This week we are looking back on South African art and history, here are some of our top picks:

Unsettled: The 100 year war of resistance by Xhosa against Boer and British

by Cedric Nunn – R450

In Unsettled, South African photographer Cedric Nunn (best known for his photographs of apartheid resistance) turns his lens to the landscape of the Eastern Cape, site of the longest and most complex anti-colonial confrontation in South Africa’s history: The 100 Year War of Resistance. Spanning a century and encompassing nine discrete Frontier Wars, the resistance of the Xhosa, against the colonizing forces of, first the Boers and then the British, was an incredible feat that has been all but erased from the history books.

Nunn’s photo essay attempts to reclaim that lost history by engaging with the landscape of that resistance: as the Xhosa traditional homeland, as the site of surprising victories and devastating defeats, as the site of horrific massacres and mass population displacements, and as the modern-day Eastern Cape facing its own challenges.

Nunn captures colonial scars in the form of ruins, environmental damage, displaced people, and acts of erasure. But the project itself is a reclamation of Xhosa history and the Xhosa perspective of the Frontier Wars, and as such Nunn also uncovers acts of memory and excavates recollections long buried. Additional historical, contextual and critical commentary is provided by Zakes Mda, Jeff Peires and M Neelika Jayawardane. Cedric Nunn’s Unsettled is an important document and serves as a first step in recognizing the importance of the Xhosa resistance to the history of the Eastern Cape and South Africa.

Records provided:
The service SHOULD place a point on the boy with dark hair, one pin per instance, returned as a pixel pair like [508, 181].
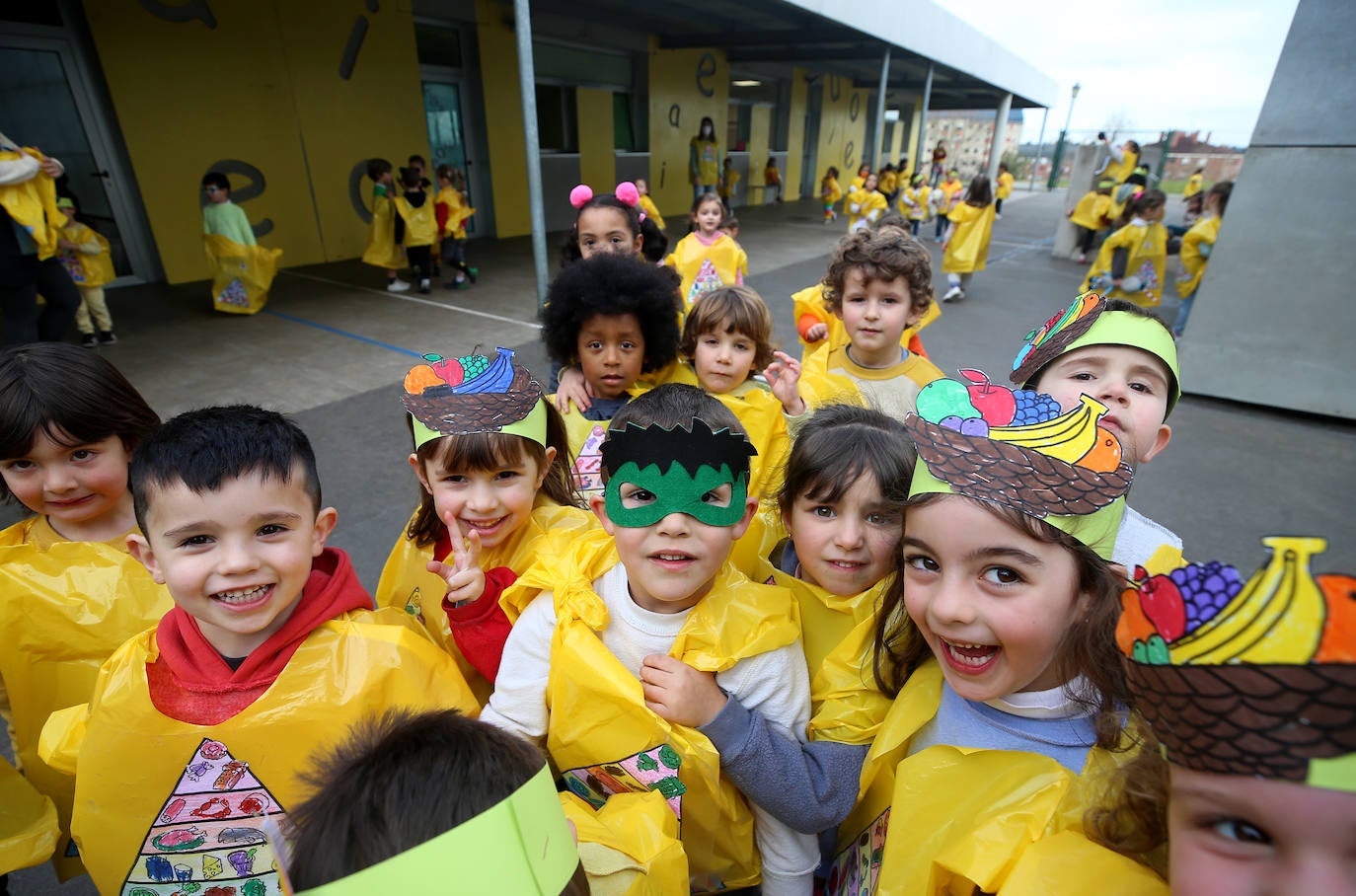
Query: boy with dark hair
[199, 725]
[644, 598]
[879, 285]
[223, 216]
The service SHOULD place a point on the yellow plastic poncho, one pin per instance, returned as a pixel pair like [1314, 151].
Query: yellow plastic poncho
[457, 211]
[707, 267]
[1193, 263]
[381, 233]
[954, 820]
[1092, 211]
[33, 205]
[1148, 246]
[407, 584]
[599, 724]
[29, 829]
[87, 268]
[156, 796]
[967, 249]
[65, 606]
[240, 274]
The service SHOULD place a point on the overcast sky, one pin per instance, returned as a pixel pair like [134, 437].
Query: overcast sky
[1146, 65]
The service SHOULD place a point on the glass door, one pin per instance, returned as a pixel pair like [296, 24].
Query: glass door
[46, 105]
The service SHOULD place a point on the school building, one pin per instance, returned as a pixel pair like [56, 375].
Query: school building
[289, 98]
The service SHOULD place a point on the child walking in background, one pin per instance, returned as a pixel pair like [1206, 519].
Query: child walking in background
[452, 210]
[866, 205]
[384, 250]
[271, 651]
[1131, 261]
[1195, 251]
[492, 461]
[1004, 188]
[615, 318]
[647, 205]
[830, 192]
[1091, 216]
[416, 225]
[69, 423]
[84, 254]
[586, 664]
[707, 258]
[965, 243]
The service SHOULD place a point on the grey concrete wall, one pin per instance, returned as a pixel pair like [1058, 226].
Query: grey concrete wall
[1275, 315]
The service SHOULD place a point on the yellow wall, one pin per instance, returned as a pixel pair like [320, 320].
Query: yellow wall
[796, 137]
[758, 116]
[677, 108]
[597, 145]
[262, 87]
[503, 119]
[842, 127]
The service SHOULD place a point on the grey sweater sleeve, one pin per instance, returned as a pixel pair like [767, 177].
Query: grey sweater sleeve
[808, 786]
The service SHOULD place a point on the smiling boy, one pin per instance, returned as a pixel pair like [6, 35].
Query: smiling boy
[271, 651]
[879, 283]
[626, 608]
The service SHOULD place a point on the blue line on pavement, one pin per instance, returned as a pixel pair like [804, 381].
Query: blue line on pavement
[340, 333]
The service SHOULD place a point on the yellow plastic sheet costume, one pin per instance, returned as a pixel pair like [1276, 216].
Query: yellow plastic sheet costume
[1148, 246]
[29, 827]
[949, 820]
[160, 802]
[240, 274]
[381, 235]
[407, 584]
[33, 205]
[604, 739]
[65, 608]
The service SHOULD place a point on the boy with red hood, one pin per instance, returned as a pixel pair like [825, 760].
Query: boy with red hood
[198, 728]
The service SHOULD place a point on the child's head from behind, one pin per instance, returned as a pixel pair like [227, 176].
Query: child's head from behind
[675, 472]
[844, 496]
[879, 282]
[1127, 359]
[68, 424]
[403, 780]
[616, 316]
[228, 500]
[217, 187]
[483, 475]
[727, 336]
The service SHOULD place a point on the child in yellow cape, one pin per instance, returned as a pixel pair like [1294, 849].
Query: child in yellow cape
[492, 461]
[196, 729]
[71, 591]
[242, 270]
[587, 666]
[965, 242]
[996, 642]
[1131, 261]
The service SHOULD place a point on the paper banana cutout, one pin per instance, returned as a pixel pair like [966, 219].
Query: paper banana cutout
[1253, 677]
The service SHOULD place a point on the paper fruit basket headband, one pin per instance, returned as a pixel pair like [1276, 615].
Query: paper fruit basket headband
[1017, 449]
[1253, 678]
[459, 396]
[1088, 323]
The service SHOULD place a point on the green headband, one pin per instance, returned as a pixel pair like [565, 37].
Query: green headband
[519, 848]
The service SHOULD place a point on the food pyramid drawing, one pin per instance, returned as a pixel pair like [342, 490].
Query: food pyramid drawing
[207, 839]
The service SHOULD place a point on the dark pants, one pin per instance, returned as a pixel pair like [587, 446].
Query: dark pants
[24, 323]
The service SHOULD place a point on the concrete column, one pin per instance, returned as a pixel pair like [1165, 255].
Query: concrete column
[996, 148]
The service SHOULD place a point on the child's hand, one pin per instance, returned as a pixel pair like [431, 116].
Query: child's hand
[678, 693]
[783, 377]
[572, 387]
[465, 579]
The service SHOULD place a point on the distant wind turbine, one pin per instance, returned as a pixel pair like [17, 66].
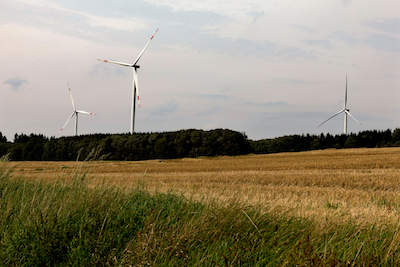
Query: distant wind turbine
[345, 110]
[75, 113]
[135, 86]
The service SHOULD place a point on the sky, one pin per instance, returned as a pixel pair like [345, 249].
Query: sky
[267, 68]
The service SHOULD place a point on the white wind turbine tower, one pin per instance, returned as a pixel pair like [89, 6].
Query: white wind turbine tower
[345, 110]
[75, 113]
[135, 86]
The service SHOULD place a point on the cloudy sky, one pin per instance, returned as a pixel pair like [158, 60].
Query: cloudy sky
[264, 67]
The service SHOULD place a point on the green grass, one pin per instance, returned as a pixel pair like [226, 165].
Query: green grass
[73, 224]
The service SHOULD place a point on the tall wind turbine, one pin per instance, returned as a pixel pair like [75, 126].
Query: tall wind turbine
[135, 86]
[75, 113]
[346, 112]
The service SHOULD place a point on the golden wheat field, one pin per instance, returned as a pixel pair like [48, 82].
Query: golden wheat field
[361, 185]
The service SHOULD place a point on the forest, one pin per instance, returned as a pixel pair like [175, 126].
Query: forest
[179, 144]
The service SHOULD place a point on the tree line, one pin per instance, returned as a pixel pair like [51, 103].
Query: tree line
[180, 144]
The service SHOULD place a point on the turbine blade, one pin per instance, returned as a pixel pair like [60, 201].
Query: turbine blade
[116, 62]
[354, 118]
[136, 84]
[85, 112]
[72, 99]
[141, 53]
[345, 95]
[332, 117]
[70, 118]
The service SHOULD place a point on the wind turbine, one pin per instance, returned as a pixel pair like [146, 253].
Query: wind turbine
[346, 112]
[75, 113]
[135, 86]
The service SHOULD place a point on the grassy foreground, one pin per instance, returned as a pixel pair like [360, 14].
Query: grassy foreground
[73, 223]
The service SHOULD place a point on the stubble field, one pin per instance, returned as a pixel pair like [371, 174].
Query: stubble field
[327, 186]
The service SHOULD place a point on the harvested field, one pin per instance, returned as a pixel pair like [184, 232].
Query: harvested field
[361, 185]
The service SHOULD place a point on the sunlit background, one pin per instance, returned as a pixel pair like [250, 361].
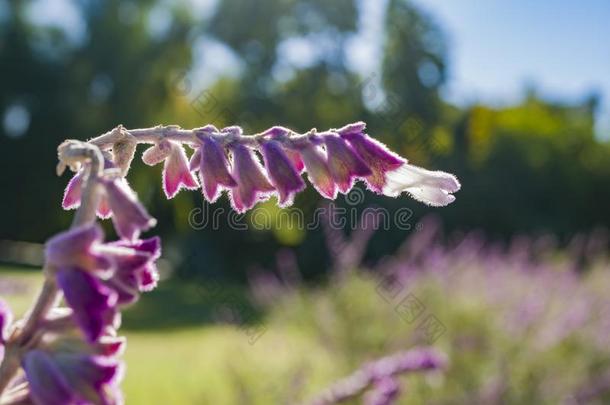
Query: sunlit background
[512, 97]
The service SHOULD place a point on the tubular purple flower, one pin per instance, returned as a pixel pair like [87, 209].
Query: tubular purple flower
[6, 317]
[282, 173]
[375, 155]
[344, 163]
[93, 379]
[93, 303]
[317, 170]
[135, 268]
[252, 183]
[72, 193]
[47, 385]
[213, 168]
[279, 132]
[195, 160]
[78, 247]
[176, 172]
[128, 215]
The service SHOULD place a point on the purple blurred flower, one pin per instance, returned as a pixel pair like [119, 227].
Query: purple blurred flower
[213, 165]
[46, 383]
[252, 183]
[176, 172]
[282, 172]
[384, 392]
[129, 216]
[71, 378]
[92, 302]
[6, 317]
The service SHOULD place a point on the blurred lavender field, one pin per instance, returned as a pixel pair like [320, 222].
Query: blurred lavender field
[520, 323]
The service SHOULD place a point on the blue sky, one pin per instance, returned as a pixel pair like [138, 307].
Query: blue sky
[562, 47]
[497, 47]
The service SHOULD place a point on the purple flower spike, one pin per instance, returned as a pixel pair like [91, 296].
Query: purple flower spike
[46, 383]
[430, 187]
[93, 303]
[318, 171]
[78, 247]
[384, 392]
[375, 155]
[213, 169]
[135, 268]
[282, 173]
[343, 162]
[6, 317]
[129, 216]
[176, 172]
[93, 379]
[195, 161]
[252, 183]
[72, 193]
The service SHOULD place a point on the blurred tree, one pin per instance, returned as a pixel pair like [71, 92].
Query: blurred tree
[532, 166]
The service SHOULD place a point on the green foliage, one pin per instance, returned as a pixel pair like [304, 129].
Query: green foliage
[532, 166]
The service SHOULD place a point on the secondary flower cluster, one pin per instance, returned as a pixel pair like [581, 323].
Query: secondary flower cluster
[76, 360]
[333, 160]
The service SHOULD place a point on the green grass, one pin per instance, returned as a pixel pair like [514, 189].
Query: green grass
[177, 355]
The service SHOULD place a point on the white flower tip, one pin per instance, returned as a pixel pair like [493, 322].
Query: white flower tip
[433, 188]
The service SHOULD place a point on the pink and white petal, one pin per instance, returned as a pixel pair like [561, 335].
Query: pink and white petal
[434, 188]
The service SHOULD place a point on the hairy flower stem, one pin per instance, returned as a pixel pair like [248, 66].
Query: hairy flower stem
[69, 153]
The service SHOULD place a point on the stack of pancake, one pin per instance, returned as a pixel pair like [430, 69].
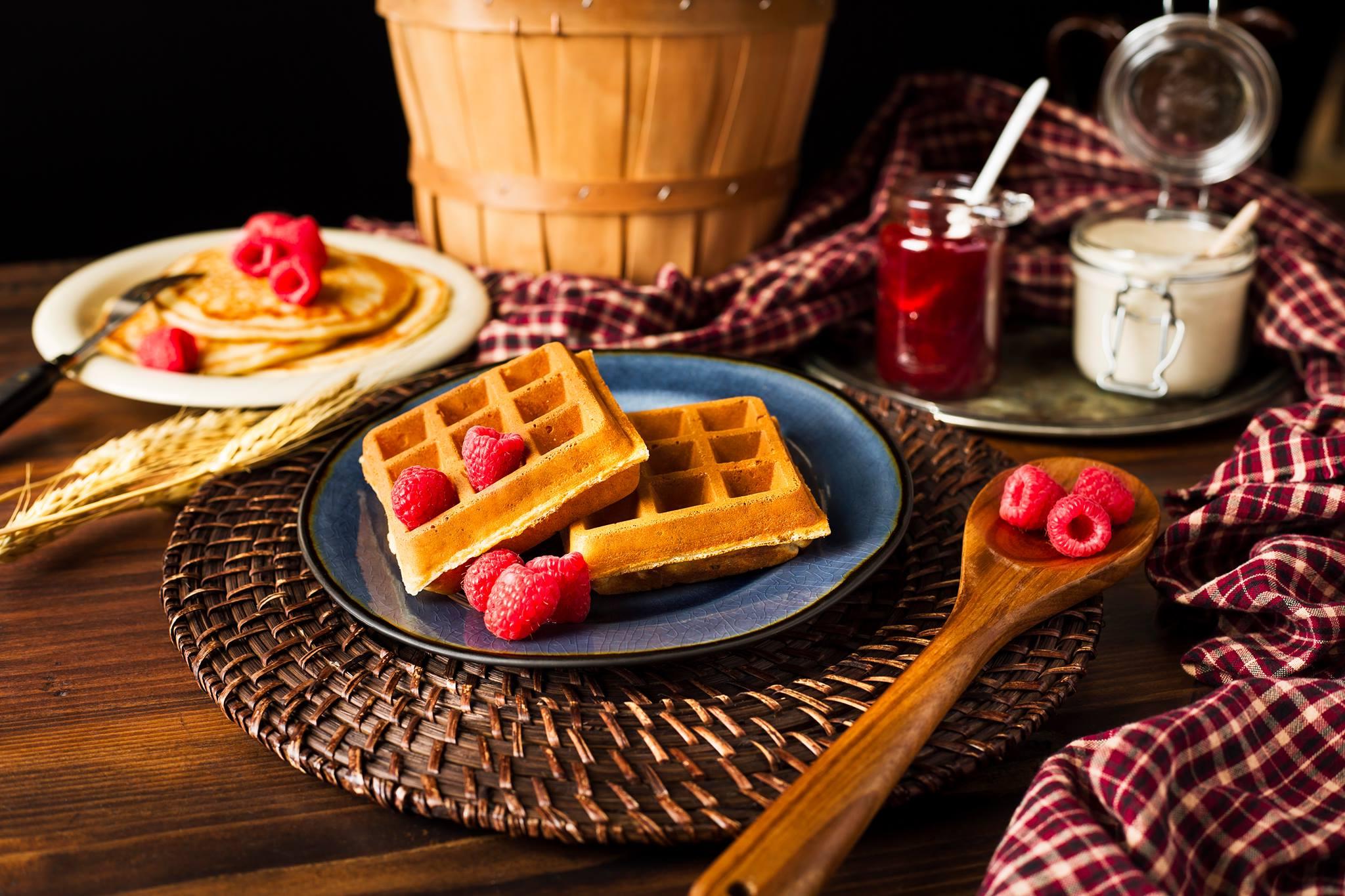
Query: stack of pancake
[366, 307]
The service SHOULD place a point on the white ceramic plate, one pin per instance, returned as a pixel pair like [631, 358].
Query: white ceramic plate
[70, 310]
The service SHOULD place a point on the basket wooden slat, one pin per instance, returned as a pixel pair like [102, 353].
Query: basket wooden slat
[669, 753]
[615, 140]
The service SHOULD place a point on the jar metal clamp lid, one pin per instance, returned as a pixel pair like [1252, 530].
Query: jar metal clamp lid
[1195, 98]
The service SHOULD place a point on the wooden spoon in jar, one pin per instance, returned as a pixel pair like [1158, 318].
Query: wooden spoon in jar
[1012, 581]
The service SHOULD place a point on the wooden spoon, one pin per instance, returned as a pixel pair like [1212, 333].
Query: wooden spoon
[1011, 582]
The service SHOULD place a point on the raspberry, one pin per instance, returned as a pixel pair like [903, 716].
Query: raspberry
[169, 349]
[1028, 498]
[420, 495]
[303, 238]
[1078, 527]
[265, 222]
[491, 456]
[1109, 490]
[483, 572]
[521, 601]
[572, 574]
[296, 280]
[257, 254]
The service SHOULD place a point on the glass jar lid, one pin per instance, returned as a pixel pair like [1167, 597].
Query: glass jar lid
[1192, 97]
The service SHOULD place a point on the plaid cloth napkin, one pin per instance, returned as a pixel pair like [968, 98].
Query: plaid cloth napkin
[1241, 792]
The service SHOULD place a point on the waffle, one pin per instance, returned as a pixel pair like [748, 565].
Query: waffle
[583, 454]
[718, 496]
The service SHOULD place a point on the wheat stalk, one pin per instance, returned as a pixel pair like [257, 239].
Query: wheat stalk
[163, 464]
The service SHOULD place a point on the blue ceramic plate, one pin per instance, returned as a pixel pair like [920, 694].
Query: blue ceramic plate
[853, 468]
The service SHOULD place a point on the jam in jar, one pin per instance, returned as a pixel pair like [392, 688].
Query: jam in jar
[940, 277]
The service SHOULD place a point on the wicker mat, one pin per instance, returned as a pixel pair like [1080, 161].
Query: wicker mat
[670, 753]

Given request 1: According to the passage about the book Unsettled, how many Frontier Wars did the 100 Year War of Resistance encompass?
Given request 2: From the passage about the book Unsettled, reproduce word for word the portion starting with "In Unsettled, South African photographer" and going on through "the history books.".

Correct result 1: Nine discrete Frontier Wars.

Correct result 2:
In Unsettled, South African photographer Cedric Nunn (best known for his photographs of apartheid resistance) turns his lens to the landscape of the Eastern Cape, site of the longest and most complex anti-colonial confrontation in South Africa’s history: The 100 Year War of Resistance. Spanning a century and encompassing nine discrete Frontier Wars, the resistance of the Xhosa, against the colonizing forces of, first the Boers and then the British, was an incredible feat that has been all but erased from the history books.